Leave out the pictures and return every entry exactly as it appears.
— Begin DATA SUPPLIED —
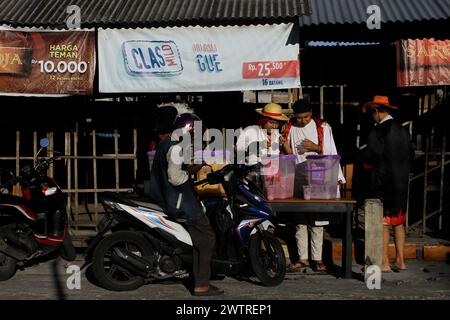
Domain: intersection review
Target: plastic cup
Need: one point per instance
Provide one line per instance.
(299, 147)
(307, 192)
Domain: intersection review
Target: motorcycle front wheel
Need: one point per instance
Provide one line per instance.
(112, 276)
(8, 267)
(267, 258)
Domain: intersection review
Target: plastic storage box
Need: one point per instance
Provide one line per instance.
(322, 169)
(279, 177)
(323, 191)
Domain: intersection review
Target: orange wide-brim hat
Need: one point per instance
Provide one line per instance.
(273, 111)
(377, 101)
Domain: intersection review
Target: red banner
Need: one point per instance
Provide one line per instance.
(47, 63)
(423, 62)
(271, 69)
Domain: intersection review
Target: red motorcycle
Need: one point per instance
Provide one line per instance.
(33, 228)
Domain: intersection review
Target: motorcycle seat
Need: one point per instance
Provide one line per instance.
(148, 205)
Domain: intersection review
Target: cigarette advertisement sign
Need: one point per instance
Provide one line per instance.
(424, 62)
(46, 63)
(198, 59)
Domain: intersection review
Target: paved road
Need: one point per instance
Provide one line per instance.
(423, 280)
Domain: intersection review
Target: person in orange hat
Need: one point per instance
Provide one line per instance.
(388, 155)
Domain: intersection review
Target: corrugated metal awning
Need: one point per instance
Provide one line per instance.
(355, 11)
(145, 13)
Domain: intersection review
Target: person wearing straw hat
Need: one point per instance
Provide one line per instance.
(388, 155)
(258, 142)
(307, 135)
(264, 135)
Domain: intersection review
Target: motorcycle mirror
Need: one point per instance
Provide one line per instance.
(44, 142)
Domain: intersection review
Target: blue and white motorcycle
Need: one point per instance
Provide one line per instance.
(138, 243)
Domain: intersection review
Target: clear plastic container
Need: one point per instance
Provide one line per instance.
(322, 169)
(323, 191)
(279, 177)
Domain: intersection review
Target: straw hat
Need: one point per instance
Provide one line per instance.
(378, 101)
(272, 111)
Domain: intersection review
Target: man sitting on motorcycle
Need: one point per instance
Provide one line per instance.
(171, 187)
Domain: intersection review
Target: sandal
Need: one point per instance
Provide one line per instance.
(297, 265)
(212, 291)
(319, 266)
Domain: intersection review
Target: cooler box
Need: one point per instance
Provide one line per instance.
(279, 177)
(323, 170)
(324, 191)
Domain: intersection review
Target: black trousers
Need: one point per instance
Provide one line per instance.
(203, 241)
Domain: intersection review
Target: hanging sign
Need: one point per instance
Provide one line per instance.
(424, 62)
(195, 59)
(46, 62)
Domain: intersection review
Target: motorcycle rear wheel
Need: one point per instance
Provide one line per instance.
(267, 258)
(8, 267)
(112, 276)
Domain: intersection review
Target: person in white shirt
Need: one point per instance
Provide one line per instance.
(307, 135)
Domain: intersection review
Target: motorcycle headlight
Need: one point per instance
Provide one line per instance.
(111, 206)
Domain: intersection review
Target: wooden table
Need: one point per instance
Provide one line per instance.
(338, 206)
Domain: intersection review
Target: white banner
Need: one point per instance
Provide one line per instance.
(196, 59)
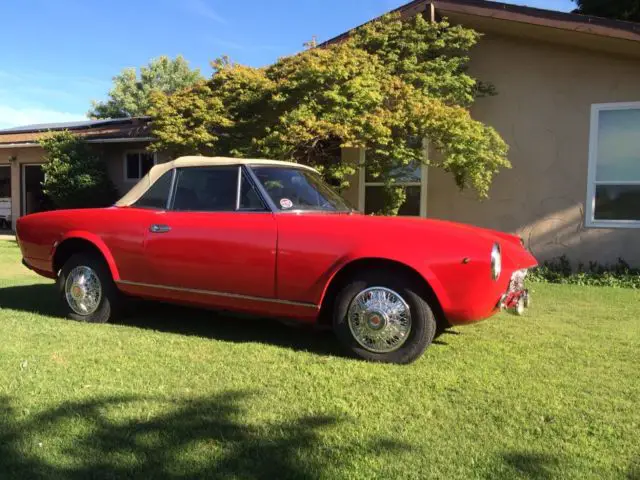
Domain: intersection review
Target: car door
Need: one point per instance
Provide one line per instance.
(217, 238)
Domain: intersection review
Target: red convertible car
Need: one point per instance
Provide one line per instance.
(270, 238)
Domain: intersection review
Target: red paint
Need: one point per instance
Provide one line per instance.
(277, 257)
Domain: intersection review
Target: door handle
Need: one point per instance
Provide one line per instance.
— End DATA SUPPLIED —
REPLY TO THE EXERCISE:
Domain: intersection review
Target: plastic cup
Need: one point per instance
Provide one line per instance.
(299, 147)
(307, 192)
Domain: intersection review
Target: motorcycle front wheel
Need: one point per instance
Provide one line per instance.
(112, 276)
(8, 267)
(267, 258)
Domain: intersection review
Target: plastic storage box
Need: one point per instance
Provide one line per instance.
(322, 169)
(279, 177)
(323, 191)
Domain: intersection review
Target: orange wide-brim hat
Need: one point per instance
Provide one line per instance.
(273, 111)
(377, 101)
Domain: intersection review
Target: red banner
Need: one point per instance
Provide one line per instance.
(47, 63)
(423, 62)
(271, 69)
Domain: intersection review
Target: red motorcycle
Need: one point per instance
Provide one line per instance.
(33, 228)
Domain: intersection review
Target: motorcycle seat
Need: one point per instance
Provide one line per instance.
(148, 205)
Domain: intersection review
Target: cigarette advertisement sign
Need: one point per instance
Provide one line per instance.
(424, 62)
(46, 63)
(198, 59)
Domain: intersection review
Target: paved road
Need: one point per instance
Provide one line per instance.
(423, 280)
Domain: intersection review
Target: person in orange hat
Need: one point per instance
Provide one line per instance.
(388, 155)
Domain: intersection review
Target: corrugated metal awning
Need: one point per instance
Provide one line per instance.
(355, 11)
(145, 13)
Domain: intersection review
Target: person wearing straw hat
Need: one point per instance
Provide one line per instance.
(388, 155)
(258, 142)
(307, 135)
(264, 135)
Domain: intersection review
Target: motorcycle mirror
Need: one point per instance
Provide one line per instance.
(44, 142)
Domain: intersection review
Target: blue and white motorcycle
Need: one point per instance
Provide one line per instance.
(138, 243)
Domain: intersection review
Target: clear plastic container
Need: one point per instance
Provide one line per instance.
(322, 169)
(323, 191)
(279, 177)
Domain: intersection review
Target: straw hat
Need: one point per instance
Provide one line per instance.
(378, 101)
(272, 111)
Domain: intersection review
Target: man sitting on motorcycle
Need: one point per instance
Provide one line per instance.
(171, 187)
Domain: intersection review
Target: sandal
Need: one point per instance
Provide one line per instance.
(297, 265)
(212, 291)
(319, 266)
Domain: intersection review
Target: cooler box
Need: one point per instance
Provide one line per instance.
(279, 177)
(323, 170)
(324, 191)
Domain: intersection review
Target: black trousers
Need: one point per instance
Provide one line per instance.
(203, 241)
Domain: intersection review
Target: hanging sign
Need: one point per instance
Provide one line per instance.
(424, 62)
(195, 59)
(46, 62)
Domain: intersection review
Target: motorcycle rear wheel
Need: one point per instance
Provide one line per instance.
(267, 258)
(8, 267)
(112, 276)
Domain: intersection review
Target: person in white shirt
Need: one point per instance
Provide one line per instance.
(307, 135)
Domain: intersection review
Target: motorcycle headlight
Need: one point per instance
Provide one line per instance.
(111, 206)
Domain: intersection review
Target: wooden table
Need: one point per instance
Provide one line per instance.
(338, 206)
Domain: intersection review
Target: white banner
Need: one point per instance
Provide one line per instance.
(196, 59)
Domain: intersection review
Target: car door
Need: one point per instance
Provide one line per instance.
(217, 238)
Domain: intersection review
Target: red convertible car
Need: one point per instance
Provide one line per instance.
(270, 238)
Domain: intersection review
Target: red paint
Need: one point per instance
Provide one line per instance.
(277, 257)
Domain: intersection review
Target: door handle
Need: one point per instance
Provide one line per instance.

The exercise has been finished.